*** Begin section ***

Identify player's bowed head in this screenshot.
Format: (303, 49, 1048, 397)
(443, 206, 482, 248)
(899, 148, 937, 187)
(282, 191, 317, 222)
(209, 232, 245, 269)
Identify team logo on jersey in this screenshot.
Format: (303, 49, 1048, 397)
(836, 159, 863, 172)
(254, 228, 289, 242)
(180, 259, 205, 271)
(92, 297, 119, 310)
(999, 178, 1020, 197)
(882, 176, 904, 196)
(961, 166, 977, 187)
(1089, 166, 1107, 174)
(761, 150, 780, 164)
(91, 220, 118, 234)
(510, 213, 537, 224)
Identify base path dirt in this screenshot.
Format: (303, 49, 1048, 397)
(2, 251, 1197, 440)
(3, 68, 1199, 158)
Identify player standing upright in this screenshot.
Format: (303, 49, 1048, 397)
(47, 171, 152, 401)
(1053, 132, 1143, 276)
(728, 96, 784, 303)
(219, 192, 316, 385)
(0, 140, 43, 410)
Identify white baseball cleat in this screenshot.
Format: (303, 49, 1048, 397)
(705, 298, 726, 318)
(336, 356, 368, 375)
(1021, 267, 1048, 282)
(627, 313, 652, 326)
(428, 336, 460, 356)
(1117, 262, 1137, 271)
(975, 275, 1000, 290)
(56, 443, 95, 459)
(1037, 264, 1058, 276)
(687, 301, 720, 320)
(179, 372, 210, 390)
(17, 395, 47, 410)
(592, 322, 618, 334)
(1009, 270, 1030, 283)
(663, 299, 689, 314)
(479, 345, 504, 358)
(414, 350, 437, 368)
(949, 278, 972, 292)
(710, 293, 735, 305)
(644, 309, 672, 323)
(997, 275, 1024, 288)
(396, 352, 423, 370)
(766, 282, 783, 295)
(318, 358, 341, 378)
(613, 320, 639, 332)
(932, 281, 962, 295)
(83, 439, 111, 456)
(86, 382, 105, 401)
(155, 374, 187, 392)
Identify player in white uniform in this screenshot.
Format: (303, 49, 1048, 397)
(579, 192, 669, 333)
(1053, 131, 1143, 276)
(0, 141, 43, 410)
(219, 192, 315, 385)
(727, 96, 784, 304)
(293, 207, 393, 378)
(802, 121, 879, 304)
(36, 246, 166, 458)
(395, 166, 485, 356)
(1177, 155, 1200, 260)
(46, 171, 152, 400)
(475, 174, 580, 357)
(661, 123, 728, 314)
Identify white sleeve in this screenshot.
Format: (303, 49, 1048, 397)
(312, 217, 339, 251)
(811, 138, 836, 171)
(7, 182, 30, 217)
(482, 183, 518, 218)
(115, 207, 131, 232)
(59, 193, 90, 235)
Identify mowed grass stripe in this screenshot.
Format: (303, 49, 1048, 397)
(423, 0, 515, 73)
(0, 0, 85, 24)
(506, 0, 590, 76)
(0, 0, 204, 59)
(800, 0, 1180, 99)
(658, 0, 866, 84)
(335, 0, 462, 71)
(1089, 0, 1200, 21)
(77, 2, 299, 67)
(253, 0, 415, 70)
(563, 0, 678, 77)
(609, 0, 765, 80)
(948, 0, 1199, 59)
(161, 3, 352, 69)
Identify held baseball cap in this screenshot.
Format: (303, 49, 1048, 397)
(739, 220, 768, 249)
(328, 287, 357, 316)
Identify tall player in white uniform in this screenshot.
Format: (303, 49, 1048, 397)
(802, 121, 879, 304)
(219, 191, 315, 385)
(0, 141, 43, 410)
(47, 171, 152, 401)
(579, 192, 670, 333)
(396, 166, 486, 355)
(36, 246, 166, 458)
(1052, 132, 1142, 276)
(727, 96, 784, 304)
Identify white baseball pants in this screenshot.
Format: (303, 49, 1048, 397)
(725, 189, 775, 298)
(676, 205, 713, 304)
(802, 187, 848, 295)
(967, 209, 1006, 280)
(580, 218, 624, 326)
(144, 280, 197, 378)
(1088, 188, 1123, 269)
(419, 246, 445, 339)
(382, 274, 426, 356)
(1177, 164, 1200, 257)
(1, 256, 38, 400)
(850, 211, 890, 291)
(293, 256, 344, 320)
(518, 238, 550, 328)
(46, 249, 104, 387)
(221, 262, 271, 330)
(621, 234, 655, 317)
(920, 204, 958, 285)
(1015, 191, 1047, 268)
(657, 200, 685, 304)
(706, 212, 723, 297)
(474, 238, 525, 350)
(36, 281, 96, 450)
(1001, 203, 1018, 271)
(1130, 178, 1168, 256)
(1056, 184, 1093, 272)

*** End section ***

Report the number of lines in the listing above that include the word "uniform", and nothing else.

Exercise result:
2